Restituez à l'identique, dans l'article ci-dessous consacré aux montres cardio GPS privées de connexion, la partie qui s'ouvre sur les mots contenant « Pour procéder à » et se clôt sur « Vantage V et M. ».

TEXTE À LIRE –
....
Focus

Déconnectées, que valent nos montres cardio GPS?

Actuellement chez i-run

Après l’attaque informatique qui a visé Garmin à la fin du mois de juillet 2020 et qui a paralysé l’ensemble des services en ligne de la marque durant 4 jours (et donc certains sont encore en cours de rétablissement plus d’une semaine plus tard), je me suis posé la question de savoir quelle aurait été la situation si cela se produisait chez un autre acteur du marché. J’ai donc analyse le fonctionnement des applications et de la synchronisation des montres de Coros, Suunto et Polar, après le test grandeur nature de Garmin pour savoir si certains acteurs se seraient tirés avec moins de dégâts d’une mésaventure similaire.

Comment tester l’indisponibilité de services en ligne ?

Il y a certaines choses difficiles à tester ou à démontrer avec les montres connectées. Mais la mise hors ligne de toute l’infrastructure web derrière les apps mobiles et les plateformes en ligne sont assez faciles à simuler: il suffit de désactiver les données mobiles et le wifi de son smartphone ou de son ordinateur.

Pour procéder à mes investigations, j’ai utilisé un smartphone Android, avec les apps de Garmin, Polar, Suunto et Coros installées et une montre de chaque marque configurée et couplée sur le téléphone. Ensuite, j’ai réalisé une séance d’entrainement avec chaque montre, puis j’ai tenté de synchroniser les données d’entrainement, avec le téléphone hors ligne.

Ensuite, j’ai tenté différentes opérations telles que configuration d’entrainements fractionnés et envoi sur la montre, ou envoi d’itinéraires à suivre sur la montre.

Les montres qui m’ont permis de réaliser ces tests sont les suivantes:

  • Coros Vertix. Son fonctionnement est identique au autres montres de la marque et doit être représentative à ce niveau de tout les autres modèles de Coros.
  • Polar Grit X. Elle fonctionne de manière identique pour la synchro aux Vantage V et M.
  • Garmin fenix 6. La plupart des montres de sport de Garmin on un fonctionnement assez proche, mais de petites différences peuvent exister entre modèles. Les bracelets connectés de la marque par exemple ont un fonctionnent différent.
  • Suunto 9. Couplée à l’app Suunto, elle se comporte comme une Suunto 5. Il est possible que les autres générations (Spartan, Ambit…) fonctionnent différemment en mode hors ligne.

Une dépendance forte aux services en ligne

Avant de passer aux résultats obtenus, il y a une chose très frappante: bien que certaines choses fonctionnent chez certaines marques en mode hors ligne, le fonctionnement des apps est toujours fortement limité, moins confortable et moins complet que lorsque les services en ligne sont disponibles.
....
DONNÉES FOURNIES –
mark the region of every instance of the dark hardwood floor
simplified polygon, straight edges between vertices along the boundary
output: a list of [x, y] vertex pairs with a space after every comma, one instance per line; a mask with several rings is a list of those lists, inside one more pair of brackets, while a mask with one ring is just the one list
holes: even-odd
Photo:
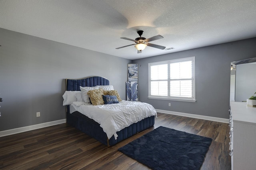
[[158, 116], [154, 127], [108, 148], [66, 123], [2, 137], [0, 169], [148, 170], [117, 149], [160, 126], [212, 138], [201, 169], [231, 169], [228, 124]]

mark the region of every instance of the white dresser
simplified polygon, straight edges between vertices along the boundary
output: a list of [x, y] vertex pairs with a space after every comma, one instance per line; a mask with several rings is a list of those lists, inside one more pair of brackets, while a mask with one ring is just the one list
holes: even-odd
[[256, 107], [230, 102], [230, 109], [232, 169], [256, 170]]

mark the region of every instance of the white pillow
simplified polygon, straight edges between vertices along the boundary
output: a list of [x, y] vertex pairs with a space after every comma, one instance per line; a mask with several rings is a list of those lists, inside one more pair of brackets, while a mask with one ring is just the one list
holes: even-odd
[[62, 96], [63, 98], [63, 106], [69, 105], [74, 102], [76, 102], [77, 99], [76, 94], [79, 93], [79, 91], [66, 91]]
[[73, 102], [72, 104], [75, 106], [76, 106], [79, 107], [84, 104], [89, 104], [83, 102]]
[[82, 87], [80, 86], [80, 90], [82, 92], [82, 98], [84, 99], [84, 101], [85, 103], [89, 103], [90, 102], [90, 99], [89, 96], [87, 94], [87, 92], [89, 90], [92, 90], [98, 89], [99, 88], [96, 86], [94, 87]]
[[82, 97], [82, 92], [78, 91], [77, 93], [75, 94], [75, 96], [76, 98], [77, 102], [84, 102], [84, 100]]
[[112, 85], [97, 86], [99, 88], [102, 88], [105, 90], [114, 90], [114, 87]]

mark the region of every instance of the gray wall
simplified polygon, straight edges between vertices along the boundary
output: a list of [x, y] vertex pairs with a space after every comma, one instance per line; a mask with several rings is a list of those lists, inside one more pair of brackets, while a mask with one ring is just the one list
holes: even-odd
[[[255, 47], [254, 38], [133, 61], [139, 65], [139, 100], [157, 109], [228, 118], [230, 63], [256, 57]], [[193, 56], [196, 60], [196, 102], [148, 98], [148, 63]]]
[[236, 67], [236, 102], [246, 101], [256, 92], [256, 63]]
[[65, 119], [66, 78], [106, 77], [126, 98], [129, 60], [1, 28], [0, 37], [0, 131]]

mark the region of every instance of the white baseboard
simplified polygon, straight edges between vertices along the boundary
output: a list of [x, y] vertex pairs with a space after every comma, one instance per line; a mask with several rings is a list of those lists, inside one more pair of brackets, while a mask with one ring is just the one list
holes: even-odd
[[55, 121], [38, 124], [37, 125], [32, 125], [31, 126], [25, 126], [24, 127], [19, 127], [18, 128], [13, 129], [12, 129], [6, 130], [6, 131], [0, 131], [0, 137], [15, 134], [16, 133], [20, 133], [21, 132], [26, 132], [27, 131], [32, 131], [32, 130], [37, 129], [38, 129], [53, 126], [54, 125], [58, 125], [59, 124], [66, 123], [66, 119], [65, 119]]
[[194, 115], [193, 114], [186, 113], [184, 113], [177, 112], [176, 111], [169, 111], [168, 110], [160, 110], [156, 109], [157, 112], [162, 113], [163, 113], [170, 114], [171, 115], [177, 115], [178, 116], [185, 116], [186, 117], [192, 117], [194, 118], [202, 119], [204, 120], [210, 120], [212, 121], [218, 121], [219, 122], [229, 123], [229, 119], [228, 119], [220, 118], [219, 117], [212, 117], [210, 116], [203, 116], [202, 115]]

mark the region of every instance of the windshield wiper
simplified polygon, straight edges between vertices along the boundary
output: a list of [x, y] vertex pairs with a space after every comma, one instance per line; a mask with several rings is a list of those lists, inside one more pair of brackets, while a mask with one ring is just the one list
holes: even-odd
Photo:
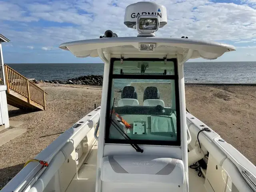
[[122, 130], [120, 127], [116, 123], [116, 122], [112, 119], [112, 113], [113, 112], [113, 108], [114, 108], [114, 104], [115, 102], [115, 98], [114, 99], [114, 101], [113, 101], [113, 105], [112, 106], [112, 109], [111, 110], [111, 114], [110, 116], [110, 120], [111, 121], [111, 124], [114, 126], [114, 127], [116, 128], [116, 129], [123, 136], [124, 138], [125, 139], [129, 141], [130, 144], [132, 146], [132, 147], [133, 147], [137, 152], [140, 152], [141, 153], [143, 153], [144, 150], [140, 148], [140, 147], [138, 146], [138, 145], [136, 144], [136, 143], [134, 142], [134, 140], [132, 140], [131, 138], [127, 135], [127, 134], [124, 132]]

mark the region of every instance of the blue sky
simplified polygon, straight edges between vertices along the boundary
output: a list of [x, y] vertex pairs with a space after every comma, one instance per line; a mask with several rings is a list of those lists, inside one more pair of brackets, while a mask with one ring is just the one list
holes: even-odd
[[[99, 58], [76, 58], [58, 46], [98, 38], [108, 29], [118, 36], [136, 36], [123, 22], [126, 7], [138, 1], [0, 0], [0, 34], [11, 41], [2, 44], [4, 62], [102, 62]], [[236, 46], [236, 51], [214, 61], [256, 61], [256, 0], [156, 2], [166, 6], [168, 19], [157, 36], [186, 36]]]

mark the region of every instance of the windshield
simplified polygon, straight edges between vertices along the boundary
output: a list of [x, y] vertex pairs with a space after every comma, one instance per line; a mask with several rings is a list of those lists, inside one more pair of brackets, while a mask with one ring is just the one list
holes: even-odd
[[112, 59], [106, 143], [130, 143], [126, 134], [137, 144], [180, 145], [176, 60], [122, 63]]

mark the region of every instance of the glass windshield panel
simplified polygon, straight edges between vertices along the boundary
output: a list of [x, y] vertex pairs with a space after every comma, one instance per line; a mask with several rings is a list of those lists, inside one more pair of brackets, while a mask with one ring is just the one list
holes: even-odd
[[133, 75], [166, 75], [174, 74], [174, 65], [172, 62], [164, 62], [164, 61], [115, 61], [114, 64], [113, 74]]
[[[120, 64], [120, 60], [114, 62], [108, 115], [112, 122], [109, 124], [107, 136], [109, 139], [125, 140], [125, 133], [136, 140], [177, 141], [176, 81], [163, 77], [175, 74], [174, 63], [147, 61], [144, 69], [131, 69], [132, 66], [141, 66], [143, 63], [124, 61]], [[120, 68], [120, 65], [124, 65], [122, 69]], [[142, 78], [140, 75], [136, 78], [136, 75], [145, 73], [148, 75], [146, 77]], [[126, 78], [130, 74], [134, 75], [132, 78], [130, 76]]]

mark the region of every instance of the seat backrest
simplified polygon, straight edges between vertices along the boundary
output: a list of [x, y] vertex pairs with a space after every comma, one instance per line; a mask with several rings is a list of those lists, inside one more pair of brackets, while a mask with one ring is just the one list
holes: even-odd
[[161, 99], [146, 99], [143, 102], [144, 106], [156, 106], [158, 105], [164, 107], [164, 102]]
[[138, 99], [136, 89], [133, 86], [126, 86], [122, 91], [122, 99]]
[[156, 87], [148, 87], [144, 91], [143, 101], [146, 99], [159, 99], [160, 94]]
[[117, 106], [137, 106], [139, 105], [139, 102], [135, 99], [121, 99], [118, 100]]

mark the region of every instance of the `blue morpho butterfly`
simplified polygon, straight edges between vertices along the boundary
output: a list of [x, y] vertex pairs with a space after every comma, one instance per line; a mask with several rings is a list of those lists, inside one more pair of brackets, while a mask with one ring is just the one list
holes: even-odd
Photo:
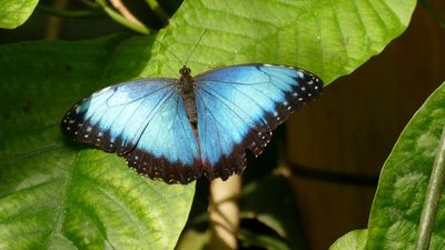
[[61, 131], [168, 183], [202, 173], [226, 180], [243, 172], [246, 149], [260, 154], [271, 131], [323, 89], [315, 74], [278, 64], [229, 66], [196, 77], [184, 66], [179, 74], [99, 90], [66, 113]]

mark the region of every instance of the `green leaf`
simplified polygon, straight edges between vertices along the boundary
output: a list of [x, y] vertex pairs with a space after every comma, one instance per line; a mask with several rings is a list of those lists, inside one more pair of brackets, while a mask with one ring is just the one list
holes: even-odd
[[31, 16], [39, 0], [0, 0], [0, 28], [16, 29]]
[[[428, 179], [445, 124], [445, 83], [422, 106], [385, 162], [368, 224], [366, 249], [414, 249]], [[429, 249], [445, 246], [445, 200]]]
[[99, 150], [77, 152], [59, 131], [103, 71], [140, 58], [131, 53], [140, 39], [121, 41], [0, 47], [0, 249], [174, 249], [194, 184], [140, 177]]
[[362, 250], [365, 249], [368, 231], [354, 230], [346, 233], [330, 246], [329, 250]]
[[268, 250], [290, 250], [286, 242], [277, 237], [240, 230], [238, 232], [238, 238], [244, 247], [260, 247]]
[[[350, 73], [407, 27], [415, 0], [185, 1], [160, 32], [142, 76], [177, 77], [236, 63], [280, 63], [317, 73], [325, 83]], [[166, 48], [171, 53], [166, 52]]]

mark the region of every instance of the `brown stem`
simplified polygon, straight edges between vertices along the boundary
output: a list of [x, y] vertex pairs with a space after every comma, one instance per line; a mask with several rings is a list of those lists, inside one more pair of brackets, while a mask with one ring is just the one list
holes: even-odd
[[[57, 10], [67, 9], [68, 0], [55, 0], [52, 8]], [[60, 29], [63, 24], [63, 19], [58, 17], [48, 17], [47, 24], [44, 27], [43, 39], [56, 40], [60, 36]]]
[[238, 198], [241, 193], [241, 177], [233, 176], [227, 181], [216, 179], [210, 183], [210, 242], [209, 249], [237, 249], [239, 229]]

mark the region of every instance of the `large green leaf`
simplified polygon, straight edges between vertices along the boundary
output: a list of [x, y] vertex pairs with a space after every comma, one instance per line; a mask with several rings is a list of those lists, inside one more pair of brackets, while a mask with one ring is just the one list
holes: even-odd
[[122, 159], [63, 139], [59, 120], [81, 97], [139, 77], [177, 77], [204, 31], [189, 59], [194, 72], [275, 62], [330, 82], [400, 34], [414, 6], [196, 0], [157, 37], [0, 47], [0, 248], [175, 246], [195, 186], [141, 178]]
[[329, 250], [362, 250], [366, 244], [366, 229], [354, 230], [339, 238]]
[[[402, 132], [382, 170], [366, 249], [414, 249], [429, 174], [445, 124], [445, 83]], [[445, 246], [442, 196], [429, 249]]]
[[0, 28], [14, 29], [31, 16], [39, 0], [0, 0]]
[[[158, 40], [142, 76], [176, 77], [218, 66], [267, 62], [297, 66], [329, 83], [379, 53], [407, 27], [416, 1], [407, 0], [190, 0]], [[171, 53], [166, 52], [166, 48]], [[171, 63], [176, 62], [176, 63]]]
[[107, 70], [126, 69], [152, 41], [116, 48], [121, 40], [0, 47], [0, 249], [175, 247], [194, 184], [151, 181], [98, 150], [77, 153], [59, 132], [67, 108], [107, 82], [108, 61]]

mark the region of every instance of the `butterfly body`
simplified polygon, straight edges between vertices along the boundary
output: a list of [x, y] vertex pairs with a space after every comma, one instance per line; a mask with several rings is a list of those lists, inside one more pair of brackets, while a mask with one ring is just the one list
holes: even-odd
[[275, 64], [179, 73], [100, 90], [67, 112], [61, 130], [166, 182], [225, 180], [243, 172], [246, 149], [261, 153], [271, 131], [323, 89], [313, 73]]

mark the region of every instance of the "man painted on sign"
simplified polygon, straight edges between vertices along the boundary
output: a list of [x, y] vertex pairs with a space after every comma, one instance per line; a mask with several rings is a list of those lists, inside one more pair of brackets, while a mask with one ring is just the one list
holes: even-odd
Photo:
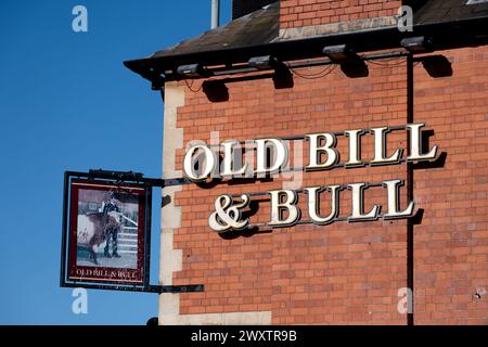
....
RÉSULTAT FINAL –
Pour procéder à mes investigations, j’ai utilisé un smartphone Android, avec les apps de Garmin, Polar, Suunto et Coros installées et une montre de chaque marque configurée et couplée sur le téléphone. Ensuite, j’ai réalisé une séance d’entrainement avec chaque montre, puis j’ai tenté de synchroniser les données d’entrainement, avec le téléphone hors ligne.

Ensuite, j’ai tenté différentes opérations telles que configuration d’entrainements fractionnés et envoi sur la montre, ou envoi d’itinéraires à suivre sur la montre.

Les montres qui m’ont permis de réaliser ces tests sont les suivantes:

  • Coros Vertix. Son fonctionnement est identique au autres montres de la marque et doit être représentative à ce niveau de tout les autres modèles de Coros.
  • Polar Grit X. Elle fonctionne de manière identique pour la synchro aux Vantage V et M.